___ ENTRIES SUPPLIED ___
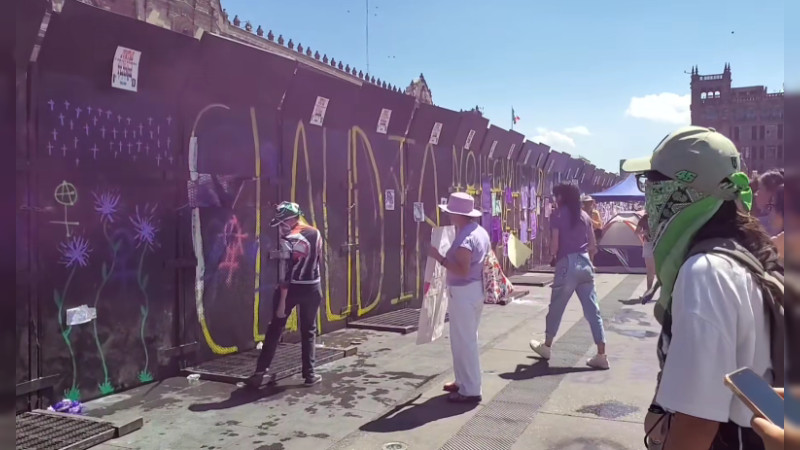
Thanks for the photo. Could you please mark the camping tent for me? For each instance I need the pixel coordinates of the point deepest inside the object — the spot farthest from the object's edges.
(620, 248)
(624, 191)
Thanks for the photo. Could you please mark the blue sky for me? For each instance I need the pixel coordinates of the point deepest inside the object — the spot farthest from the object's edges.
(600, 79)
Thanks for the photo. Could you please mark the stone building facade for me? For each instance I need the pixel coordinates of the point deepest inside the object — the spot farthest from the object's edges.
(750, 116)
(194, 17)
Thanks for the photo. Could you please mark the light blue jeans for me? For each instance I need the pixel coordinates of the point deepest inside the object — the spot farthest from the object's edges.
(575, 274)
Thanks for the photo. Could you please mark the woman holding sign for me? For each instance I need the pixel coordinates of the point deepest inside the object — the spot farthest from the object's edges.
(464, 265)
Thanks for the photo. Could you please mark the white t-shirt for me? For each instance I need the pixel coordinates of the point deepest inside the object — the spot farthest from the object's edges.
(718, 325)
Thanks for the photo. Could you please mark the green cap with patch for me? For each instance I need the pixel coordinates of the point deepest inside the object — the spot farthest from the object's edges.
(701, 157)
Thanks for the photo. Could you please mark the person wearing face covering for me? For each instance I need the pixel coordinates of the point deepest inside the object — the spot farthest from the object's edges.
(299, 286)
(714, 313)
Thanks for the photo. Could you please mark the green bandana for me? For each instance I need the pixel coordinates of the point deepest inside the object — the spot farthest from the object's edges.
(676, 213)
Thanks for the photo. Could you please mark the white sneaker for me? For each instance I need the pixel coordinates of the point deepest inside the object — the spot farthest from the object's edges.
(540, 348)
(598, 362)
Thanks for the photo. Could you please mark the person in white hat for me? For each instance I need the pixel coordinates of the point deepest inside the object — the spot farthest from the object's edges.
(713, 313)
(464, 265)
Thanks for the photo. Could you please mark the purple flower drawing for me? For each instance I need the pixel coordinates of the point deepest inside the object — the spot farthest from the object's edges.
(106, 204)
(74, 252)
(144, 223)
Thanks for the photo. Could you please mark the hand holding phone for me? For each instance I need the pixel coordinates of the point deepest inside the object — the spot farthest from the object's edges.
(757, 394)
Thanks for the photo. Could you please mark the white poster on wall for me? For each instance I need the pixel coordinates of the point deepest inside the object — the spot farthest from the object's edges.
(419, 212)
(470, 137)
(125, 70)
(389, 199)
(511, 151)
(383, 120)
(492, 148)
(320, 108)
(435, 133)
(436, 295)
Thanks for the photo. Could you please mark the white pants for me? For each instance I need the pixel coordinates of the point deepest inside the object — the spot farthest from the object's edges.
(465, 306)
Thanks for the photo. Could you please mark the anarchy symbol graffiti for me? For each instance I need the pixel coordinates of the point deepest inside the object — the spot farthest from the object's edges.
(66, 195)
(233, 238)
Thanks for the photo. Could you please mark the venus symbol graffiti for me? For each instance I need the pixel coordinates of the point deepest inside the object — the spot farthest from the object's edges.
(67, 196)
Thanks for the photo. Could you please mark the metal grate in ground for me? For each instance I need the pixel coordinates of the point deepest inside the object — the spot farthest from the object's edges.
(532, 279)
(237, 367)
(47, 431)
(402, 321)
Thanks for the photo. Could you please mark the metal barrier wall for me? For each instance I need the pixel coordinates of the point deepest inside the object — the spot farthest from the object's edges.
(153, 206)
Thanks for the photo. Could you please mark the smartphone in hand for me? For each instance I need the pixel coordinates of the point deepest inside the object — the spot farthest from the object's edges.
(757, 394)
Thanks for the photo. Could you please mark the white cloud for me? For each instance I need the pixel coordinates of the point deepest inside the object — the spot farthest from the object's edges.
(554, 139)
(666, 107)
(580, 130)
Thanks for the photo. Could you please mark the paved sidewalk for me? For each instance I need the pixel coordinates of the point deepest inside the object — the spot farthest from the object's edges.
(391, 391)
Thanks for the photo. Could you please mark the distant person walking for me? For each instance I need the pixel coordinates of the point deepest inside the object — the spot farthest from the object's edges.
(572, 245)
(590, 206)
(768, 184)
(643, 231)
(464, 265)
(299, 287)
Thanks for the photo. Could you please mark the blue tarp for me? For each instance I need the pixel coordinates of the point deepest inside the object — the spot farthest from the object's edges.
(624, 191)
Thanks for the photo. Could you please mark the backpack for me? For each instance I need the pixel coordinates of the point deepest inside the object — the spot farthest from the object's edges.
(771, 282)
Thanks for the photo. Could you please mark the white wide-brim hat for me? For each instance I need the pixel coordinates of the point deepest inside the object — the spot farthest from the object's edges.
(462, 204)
___
___ ENTRIES SUPPLIED ___
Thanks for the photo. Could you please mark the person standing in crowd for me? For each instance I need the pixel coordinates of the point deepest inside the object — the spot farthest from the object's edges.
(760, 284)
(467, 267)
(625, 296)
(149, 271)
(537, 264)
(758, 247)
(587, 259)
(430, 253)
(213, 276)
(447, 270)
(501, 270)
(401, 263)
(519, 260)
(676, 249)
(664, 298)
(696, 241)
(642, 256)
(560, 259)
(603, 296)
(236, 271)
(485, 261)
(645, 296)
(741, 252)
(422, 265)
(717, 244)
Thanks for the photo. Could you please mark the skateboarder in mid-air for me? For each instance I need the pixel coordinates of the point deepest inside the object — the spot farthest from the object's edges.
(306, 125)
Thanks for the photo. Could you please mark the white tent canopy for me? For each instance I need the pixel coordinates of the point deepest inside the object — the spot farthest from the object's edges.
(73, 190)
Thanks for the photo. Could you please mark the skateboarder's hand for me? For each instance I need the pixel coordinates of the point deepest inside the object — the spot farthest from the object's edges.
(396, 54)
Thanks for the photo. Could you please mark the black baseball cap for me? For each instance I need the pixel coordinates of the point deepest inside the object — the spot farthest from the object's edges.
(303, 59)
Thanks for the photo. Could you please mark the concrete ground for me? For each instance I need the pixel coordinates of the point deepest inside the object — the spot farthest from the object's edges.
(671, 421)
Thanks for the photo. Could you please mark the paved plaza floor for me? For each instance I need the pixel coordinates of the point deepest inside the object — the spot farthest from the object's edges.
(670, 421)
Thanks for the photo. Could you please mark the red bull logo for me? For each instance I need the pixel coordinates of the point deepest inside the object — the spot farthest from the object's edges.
___
___ ENTRIES SUPPLIED ___
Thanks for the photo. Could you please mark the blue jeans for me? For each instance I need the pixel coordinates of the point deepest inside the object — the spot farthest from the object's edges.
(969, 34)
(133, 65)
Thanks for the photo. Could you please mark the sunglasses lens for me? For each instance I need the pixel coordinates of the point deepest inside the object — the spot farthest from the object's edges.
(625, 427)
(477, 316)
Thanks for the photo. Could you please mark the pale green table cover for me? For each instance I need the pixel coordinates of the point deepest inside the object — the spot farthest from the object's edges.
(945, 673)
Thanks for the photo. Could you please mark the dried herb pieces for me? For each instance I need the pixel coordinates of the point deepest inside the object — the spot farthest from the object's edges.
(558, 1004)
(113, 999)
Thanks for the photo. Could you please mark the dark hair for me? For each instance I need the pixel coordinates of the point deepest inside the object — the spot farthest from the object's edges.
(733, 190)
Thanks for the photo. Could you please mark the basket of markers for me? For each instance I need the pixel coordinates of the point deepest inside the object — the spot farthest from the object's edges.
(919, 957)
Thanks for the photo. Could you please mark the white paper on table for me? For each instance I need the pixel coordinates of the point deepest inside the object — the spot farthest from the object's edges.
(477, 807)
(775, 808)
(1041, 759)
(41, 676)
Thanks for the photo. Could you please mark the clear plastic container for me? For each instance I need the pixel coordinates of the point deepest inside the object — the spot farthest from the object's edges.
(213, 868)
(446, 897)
___
_WRITTEN INSTRUCTION_
From the items above, pull out every line containing the word "drawing" and copy each one in full. Case counts.

_RESULT OF THE EXERCISE_
Thanks for the photo. Could you please mark the purple flower drawing for me? For each instance I need the pixel coordinates of the point deepest inside the object — the spot farthest from the object's edges.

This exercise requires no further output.